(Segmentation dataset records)
-*-*-

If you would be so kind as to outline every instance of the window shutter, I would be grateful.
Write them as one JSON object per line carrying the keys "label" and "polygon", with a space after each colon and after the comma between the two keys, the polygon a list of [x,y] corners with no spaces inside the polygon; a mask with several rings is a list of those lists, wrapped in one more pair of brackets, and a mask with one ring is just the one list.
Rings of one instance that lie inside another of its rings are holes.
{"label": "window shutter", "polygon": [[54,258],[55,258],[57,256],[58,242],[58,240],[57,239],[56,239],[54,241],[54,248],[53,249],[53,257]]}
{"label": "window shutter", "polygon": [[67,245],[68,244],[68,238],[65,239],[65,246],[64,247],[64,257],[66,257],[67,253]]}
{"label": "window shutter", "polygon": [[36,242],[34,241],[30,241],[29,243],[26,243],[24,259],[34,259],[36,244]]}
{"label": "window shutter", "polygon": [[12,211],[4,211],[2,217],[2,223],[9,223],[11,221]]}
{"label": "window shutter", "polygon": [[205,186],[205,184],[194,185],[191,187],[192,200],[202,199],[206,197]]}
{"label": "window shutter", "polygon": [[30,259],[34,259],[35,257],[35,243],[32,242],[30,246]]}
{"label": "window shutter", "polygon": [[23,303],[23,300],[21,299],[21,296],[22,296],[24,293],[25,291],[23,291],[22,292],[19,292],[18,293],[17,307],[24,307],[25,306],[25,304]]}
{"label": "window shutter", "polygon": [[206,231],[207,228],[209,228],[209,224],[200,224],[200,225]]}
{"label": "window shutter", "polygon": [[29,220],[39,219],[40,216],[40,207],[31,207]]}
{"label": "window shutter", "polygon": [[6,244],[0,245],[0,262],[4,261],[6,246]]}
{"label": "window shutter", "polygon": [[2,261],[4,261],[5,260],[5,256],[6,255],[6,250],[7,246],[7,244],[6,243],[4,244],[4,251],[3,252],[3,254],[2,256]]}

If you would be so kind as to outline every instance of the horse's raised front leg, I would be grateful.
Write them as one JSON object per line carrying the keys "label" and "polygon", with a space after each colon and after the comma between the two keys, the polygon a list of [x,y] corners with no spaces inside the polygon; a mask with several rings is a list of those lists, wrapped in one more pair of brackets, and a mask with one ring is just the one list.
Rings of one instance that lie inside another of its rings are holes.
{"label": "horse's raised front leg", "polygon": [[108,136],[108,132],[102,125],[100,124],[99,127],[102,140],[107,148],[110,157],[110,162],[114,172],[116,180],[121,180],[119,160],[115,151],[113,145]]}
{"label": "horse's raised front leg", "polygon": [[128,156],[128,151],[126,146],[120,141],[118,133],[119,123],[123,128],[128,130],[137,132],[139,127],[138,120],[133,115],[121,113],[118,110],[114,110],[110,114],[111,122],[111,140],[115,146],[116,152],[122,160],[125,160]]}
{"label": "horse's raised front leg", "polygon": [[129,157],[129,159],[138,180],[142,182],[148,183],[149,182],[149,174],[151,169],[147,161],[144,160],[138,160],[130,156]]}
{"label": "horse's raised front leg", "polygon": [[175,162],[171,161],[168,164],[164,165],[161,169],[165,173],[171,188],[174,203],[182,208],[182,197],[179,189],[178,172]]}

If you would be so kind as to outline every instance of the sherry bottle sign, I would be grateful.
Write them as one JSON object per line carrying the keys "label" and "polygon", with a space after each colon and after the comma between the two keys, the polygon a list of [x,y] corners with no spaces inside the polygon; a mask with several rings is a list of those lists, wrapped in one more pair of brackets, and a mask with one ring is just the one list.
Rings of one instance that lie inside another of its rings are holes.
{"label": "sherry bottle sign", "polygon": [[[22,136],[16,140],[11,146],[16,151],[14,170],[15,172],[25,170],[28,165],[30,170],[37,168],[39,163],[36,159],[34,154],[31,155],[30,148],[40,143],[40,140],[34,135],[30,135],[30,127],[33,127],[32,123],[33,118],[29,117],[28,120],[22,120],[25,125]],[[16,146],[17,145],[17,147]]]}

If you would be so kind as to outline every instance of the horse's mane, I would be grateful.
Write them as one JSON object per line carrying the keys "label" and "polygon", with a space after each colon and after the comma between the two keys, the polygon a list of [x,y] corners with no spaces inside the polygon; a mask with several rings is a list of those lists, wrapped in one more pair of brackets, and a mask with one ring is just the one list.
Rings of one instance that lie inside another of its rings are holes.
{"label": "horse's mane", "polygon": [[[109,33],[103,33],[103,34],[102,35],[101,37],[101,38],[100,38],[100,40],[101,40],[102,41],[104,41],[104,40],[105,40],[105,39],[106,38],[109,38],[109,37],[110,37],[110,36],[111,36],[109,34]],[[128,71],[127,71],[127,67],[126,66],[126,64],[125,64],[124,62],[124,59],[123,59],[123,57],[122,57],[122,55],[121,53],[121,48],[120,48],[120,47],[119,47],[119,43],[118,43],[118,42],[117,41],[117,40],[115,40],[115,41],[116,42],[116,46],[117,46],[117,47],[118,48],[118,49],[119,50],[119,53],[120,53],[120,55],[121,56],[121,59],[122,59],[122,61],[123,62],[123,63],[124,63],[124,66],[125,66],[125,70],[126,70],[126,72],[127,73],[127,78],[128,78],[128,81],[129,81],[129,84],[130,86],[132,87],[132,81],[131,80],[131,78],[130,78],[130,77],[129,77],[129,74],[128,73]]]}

-*-*-

| Exercise prompt |
Gather every line of the records above that contains the string "sherry", matching case exactly.

| Response below |
If you would be so kind as to outline every instance of the sherry bottle sign, I would be grateful.
{"label": "sherry bottle sign", "polygon": [[[22,136],[16,140],[11,146],[16,151],[14,170],[15,172],[25,170],[28,165],[30,170],[37,168],[39,163],[36,159],[34,154],[31,155],[30,148],[40,143],[40,140],[34,135],[30,135],[30,127],[33,127],[32,123],[33,118],[29,117],[28,120],[22,120],[25,125]],[[16,146],[17,145],[17,147]]]}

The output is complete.